:: Page text ::
☆ ☆ ☆ ☆ ☆ ☆ ☆

David Michael Orazietti (born November 12, 1968) is a former politician in Ontario, Canada. He was a Liberal member of the Legislative Assembly of Ontario from 2003 to 2016 who represented the northern Ontario riding of Sault Ste. Marie. He served in the cabinet of Kathleen Wynne, most recently as Minister of Community Safety and Correctional Services, until he resigned on December 31, 2016. His resignation became effective January 1, 2017. In January 2017, Orazietti was appointed Dean of Aviation, Trades and Technology, Natural Environment and Business at Sault College.{

Background
Orazietti is a third-generation resident of Sault Ste. Marie, Ontario. He worked as a teacher for the Algoma District School Board for ten years. He and his wife Jane live in Sault Ste. Marie with their two children.

Politics
In 1997, Orazietti was elected to Sault Ste. Marie City Council in Ward One. He was re-elected to a second term in 2000.

He ran in the provincial election of 2003 as the Liberal candidate in the riding of Sault Ste. Marie. He defeated New Democratic incumbent Tony Martin by 8,671 votes. He was re-elected in the 2007, 2011, and 2014 elections, becoming the first MPP in the riding's history to be re-elected three times.

During his time in government Orazietti held several Parliamentary Assistant roles supporting ministers of cabinet including Minister of Natural Resources (2005-2007, 2009-2011) and Minister of Northern Development and Mines (2007-2009). He also served as Government Caucus Chair and parliamentary assistant to premier Dalton McGuinty from 2011 to 2013.

During his tenure, he brought forward several Private member bills to improve such things as the Northern Health Travel Grant and expansion of Highway 17.

☆ ☆ ☆ ☆ ☆ ☆ ☆

(Point labeling examples)

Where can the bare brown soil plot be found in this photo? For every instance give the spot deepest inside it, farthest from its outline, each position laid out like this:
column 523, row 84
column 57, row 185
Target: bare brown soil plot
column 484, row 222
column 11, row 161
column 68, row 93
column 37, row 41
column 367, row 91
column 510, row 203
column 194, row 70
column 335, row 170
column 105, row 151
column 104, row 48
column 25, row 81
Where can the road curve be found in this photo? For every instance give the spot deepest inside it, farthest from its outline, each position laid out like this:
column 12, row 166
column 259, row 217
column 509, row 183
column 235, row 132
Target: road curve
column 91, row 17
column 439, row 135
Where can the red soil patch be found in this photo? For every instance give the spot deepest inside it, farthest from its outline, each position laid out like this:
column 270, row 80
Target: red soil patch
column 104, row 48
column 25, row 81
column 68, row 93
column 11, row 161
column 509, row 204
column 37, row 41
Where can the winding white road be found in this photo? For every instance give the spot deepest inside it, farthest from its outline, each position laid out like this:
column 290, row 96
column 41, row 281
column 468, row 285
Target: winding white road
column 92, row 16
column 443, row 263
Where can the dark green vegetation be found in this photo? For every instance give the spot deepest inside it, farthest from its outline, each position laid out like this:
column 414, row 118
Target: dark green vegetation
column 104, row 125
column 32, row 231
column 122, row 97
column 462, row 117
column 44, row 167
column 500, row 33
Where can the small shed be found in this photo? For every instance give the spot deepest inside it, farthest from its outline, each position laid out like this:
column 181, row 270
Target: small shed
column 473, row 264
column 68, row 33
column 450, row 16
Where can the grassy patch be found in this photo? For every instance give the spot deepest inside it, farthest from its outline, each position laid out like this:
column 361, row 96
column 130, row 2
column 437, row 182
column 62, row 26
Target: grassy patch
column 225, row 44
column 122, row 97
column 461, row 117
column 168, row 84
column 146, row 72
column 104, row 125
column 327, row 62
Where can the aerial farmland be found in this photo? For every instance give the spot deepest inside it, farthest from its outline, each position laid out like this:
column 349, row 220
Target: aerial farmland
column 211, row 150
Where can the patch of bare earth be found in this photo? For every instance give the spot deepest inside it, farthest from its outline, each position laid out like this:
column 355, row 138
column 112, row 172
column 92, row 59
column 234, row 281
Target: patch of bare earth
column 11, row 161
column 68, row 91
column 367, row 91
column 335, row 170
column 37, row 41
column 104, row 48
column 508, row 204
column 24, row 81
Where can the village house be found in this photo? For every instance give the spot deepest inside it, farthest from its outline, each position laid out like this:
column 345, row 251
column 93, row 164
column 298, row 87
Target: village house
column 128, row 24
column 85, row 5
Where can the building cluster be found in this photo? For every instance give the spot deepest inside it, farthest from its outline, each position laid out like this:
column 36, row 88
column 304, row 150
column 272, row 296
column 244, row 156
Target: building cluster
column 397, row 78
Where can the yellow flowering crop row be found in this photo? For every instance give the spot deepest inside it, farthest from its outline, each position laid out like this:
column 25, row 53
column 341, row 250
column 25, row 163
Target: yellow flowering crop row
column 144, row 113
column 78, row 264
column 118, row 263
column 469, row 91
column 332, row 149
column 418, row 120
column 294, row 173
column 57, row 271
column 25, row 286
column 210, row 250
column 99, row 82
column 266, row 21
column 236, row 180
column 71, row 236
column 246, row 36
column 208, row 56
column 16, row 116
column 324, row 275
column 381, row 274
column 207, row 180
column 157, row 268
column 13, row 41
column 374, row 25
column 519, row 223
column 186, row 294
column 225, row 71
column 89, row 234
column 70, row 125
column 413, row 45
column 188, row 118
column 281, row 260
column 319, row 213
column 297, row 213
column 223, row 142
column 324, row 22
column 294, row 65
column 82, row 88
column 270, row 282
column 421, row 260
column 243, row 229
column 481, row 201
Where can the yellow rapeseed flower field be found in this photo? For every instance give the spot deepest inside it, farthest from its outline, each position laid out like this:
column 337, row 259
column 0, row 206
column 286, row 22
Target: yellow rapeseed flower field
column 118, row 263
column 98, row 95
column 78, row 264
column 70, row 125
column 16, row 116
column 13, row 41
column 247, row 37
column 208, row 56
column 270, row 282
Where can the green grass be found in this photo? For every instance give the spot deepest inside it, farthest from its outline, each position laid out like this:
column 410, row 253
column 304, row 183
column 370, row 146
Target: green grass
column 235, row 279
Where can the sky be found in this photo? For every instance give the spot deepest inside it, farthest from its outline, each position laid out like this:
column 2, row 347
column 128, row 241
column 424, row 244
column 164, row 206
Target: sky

☆ ☆ ☆ ☆ ☆ ☆ ☆

:: Exercise set ::
a. Quote the Orazietti biography word for word, starting with "During his time" and going on through "of Highway 17.".
b. Answer these questions using the Orazietti biography:
(i) In what year was Orazietti first elected to Sault Ste. Marie City Council?
(ii) Whom did he defeat in the 2003 provincial election?
(iii) At which college was he appointed dean in January 2017?
c. Carry on the Orazietti biography from the point where it stops.
The rows are separate material and are not part of the Orazietti biography.

:: Results of the exercise ::
a.
During his time in government Orazietti held several Parliamentary Assistant roles supporting ministers of cabinet including Minister of Natural Resources (2005-2007, 2009-2011) and Minister of Northern Development and Mines (2007-2009). He also served as Government Caucus Chair and parliamentary assistant to premier Dalton McGuinty from 2011 to 2013.

During his tenure, he brought forward several Private member bills to improve such things as the Northern Health Travel Grant and expansion of Highway 17.

b.
(i) 1997
(ii) Tony Martin
(iii) Sault College

c.
On February 11, 2013, Premier Kathleen Wynne appointed him to cabinet as Minister of Natural Resources. On June 24, 2014, Wynne appointed him to a second ministry, this time as Minister of Government and Consumer Services.

On May 27, 2015 Orazietti introduced a new bill called Protecting Condominium Owners Act, 2015. The bill called for the creation of a new Condominium Authority that would facilitate dispute resolution between owners and boards. There would also be training and licensing of condominium management companies. Critics of the bill said that the bill would result in increased fees and more special assessments. It was passed into law on December 3, 2015.

On June 13, 2016, Wynne appointed Orazietti as Minister of Community Safety and Correctional Services. He resigned from cabinet on December 16, 2016 and announced his resignation as an MPP effective January 1, 2017.

After politics
Orazietti was appointed Dean of Aviation, Trades and Technology, Natural Environment and Business at Sault College in January 2017.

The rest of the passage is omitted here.